◆ **DIRECTIONS FOR THIS TASK**: All records shown below should be given again, character for character.

◆ **RECORD EXTRACTS**:
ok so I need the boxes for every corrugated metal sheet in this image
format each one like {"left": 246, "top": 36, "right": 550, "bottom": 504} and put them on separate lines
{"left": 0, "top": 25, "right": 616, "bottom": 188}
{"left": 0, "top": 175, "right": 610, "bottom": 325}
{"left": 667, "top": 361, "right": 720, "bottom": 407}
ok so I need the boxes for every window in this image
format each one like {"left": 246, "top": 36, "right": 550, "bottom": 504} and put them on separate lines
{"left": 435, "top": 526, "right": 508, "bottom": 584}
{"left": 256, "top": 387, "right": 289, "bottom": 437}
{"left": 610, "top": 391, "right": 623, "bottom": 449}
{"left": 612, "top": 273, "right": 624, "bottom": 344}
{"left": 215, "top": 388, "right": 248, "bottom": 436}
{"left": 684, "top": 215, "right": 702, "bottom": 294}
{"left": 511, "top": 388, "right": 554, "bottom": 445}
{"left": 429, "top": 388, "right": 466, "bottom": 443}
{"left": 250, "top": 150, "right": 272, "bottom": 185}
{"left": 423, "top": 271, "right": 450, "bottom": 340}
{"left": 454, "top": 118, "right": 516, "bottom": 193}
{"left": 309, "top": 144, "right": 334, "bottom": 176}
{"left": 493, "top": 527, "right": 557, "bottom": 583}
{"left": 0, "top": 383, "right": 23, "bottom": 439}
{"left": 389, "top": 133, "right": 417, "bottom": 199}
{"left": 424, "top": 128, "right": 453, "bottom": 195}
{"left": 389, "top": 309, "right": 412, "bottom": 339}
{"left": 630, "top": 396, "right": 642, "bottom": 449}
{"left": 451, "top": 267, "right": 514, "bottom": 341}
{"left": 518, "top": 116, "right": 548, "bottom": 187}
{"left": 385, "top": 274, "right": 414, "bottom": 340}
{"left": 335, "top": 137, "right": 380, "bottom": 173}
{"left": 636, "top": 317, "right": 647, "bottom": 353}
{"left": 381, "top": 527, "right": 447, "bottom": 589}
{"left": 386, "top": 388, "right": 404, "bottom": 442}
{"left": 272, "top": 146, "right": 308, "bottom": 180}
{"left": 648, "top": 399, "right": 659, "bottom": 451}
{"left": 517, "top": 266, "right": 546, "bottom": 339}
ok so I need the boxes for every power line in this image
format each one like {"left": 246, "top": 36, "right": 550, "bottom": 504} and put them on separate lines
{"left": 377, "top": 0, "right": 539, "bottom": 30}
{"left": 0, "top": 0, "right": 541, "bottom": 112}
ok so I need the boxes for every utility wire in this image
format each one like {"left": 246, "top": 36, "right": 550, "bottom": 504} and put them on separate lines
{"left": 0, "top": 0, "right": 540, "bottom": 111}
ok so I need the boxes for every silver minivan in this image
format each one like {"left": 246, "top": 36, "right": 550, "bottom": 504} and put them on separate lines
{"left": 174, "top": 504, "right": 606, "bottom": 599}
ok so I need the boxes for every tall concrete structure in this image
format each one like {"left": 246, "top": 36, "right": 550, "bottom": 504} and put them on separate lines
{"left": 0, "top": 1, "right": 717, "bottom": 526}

◆ **YOUR RESPONSE**:
ok so I need the boxes for every corrugated metal sheet in this image
format each one like {"left": 246, "top": 36, "right": 550, "bottom": 504} and put them on separate lines
{"left": 0, "top": 25, "right": 616, "bottom": 188}
{"left": 0, "top": 175, "right": 610, "bottom": 325}
{"left": 667, "top": 361, "right": 720, "bottom": 407}
ok so I need the boxes for every window in this image
format each one like {"left": 246, "top": 36, "right": 550, "bottom": 504} and put them on separate lines
{"left": 435, "top": 526, "right": 508, "bottom": 584}
{"left": 256, "top": 387, "right": 289, "bottom": 437}
{"left": 610, "top": 391, "right": 623, "bottom": 449}
{"left": 612, "top": 273, "right": 624, "bottom": 344}
{"left": 215, "top": 388, "right": 248, "bottom": 436}
{"left": 684, "top": 215, "right": 702, "bottom": 294}
{"left": 511, "top": 388, "right": 554, "bottom": 445}
{"left": 429, "top": 388, "right": 466, "bottom": 443}
{"left": 250, "top": 150, "right": 272, "bottom": 185}
{"left": 423, "top": 271, "right": 450, "bottom": 340}
{"left": 454, "top": 118, "right": 516, "bottom": 193}
{"left": 309, "top": 144, "right": 334, "bottom": 176}
{"left": 493, "top": 527, "right": 557, "bottom": 583}
{"left": 0, "top": 383, "right": 23, "bottom": 439}
{"left": 389, "top": 133, "right": 417, "bottom": 199}
{"left": 424, "top": 128, "right": 453, "bottom": 195}
{"left": 389, "top": 309, "right": 412, "bottom": 339}
{"left": 630, "top": 396, "right": 642, "bottom": 449}
{"left": 451, "top": 267, "right": 514, "bottom": 341}
{"left": 518, "top": 116, "right": 548, "bottom": 187}
{"left": 385, "top": 274, "right": 414, "bottom": 340}
{"left": 335, "top": 137, "right": 380, "bottom": 173}
{"left": 636, "top": 317, "right": 647, "bottom": 353}
{"left": 381, "top": 527, "right": 447, "bottom": 589}
{"left": 386, "top": 388, "right": 404, "bottom": 442}
{"left": 272, "top": 146, "right": 308, "bottom": 180}
{"left": 648, "top": 399, "right": 659, "bottom": 451}
{"left": 517, "top": 266, "right": 546, "bottom": 339}
ok so I need the boxes for every power line in this image
format each one like {"left": 246, "top": 36, "right": 550, "bottom": 504} and put them on separate lines
{"left": 377, "top": 0, "right": 539, "bottom": 30}
{"left": 0, "top": 0, "right": 541, "bottom": 112}
ok so I need the boxes for every utility wire in this image
format each one like {"left": 246, "top": 36, "right": 550, "bottom": 504} and put them on separate lines
{"left": 0, "top": 0, "right": 540, "bottom": 111}
ok so I need the boxes for every silver minivan in this image
format each one like {"left": 246, "top": 36, "right": 550, "bottom": 504} and put them on separate lines
{"left": 174, "top": 504, "right": 606, "bottom": 599}
ok so I need the boxes for every tall concrete structure in this image
format each one like {"left": 246, "top": 36, "right": 550, "bottom": 504} and put them on separate lines
{"left": 0, "top": 1, "right": 717, "bottom": 526}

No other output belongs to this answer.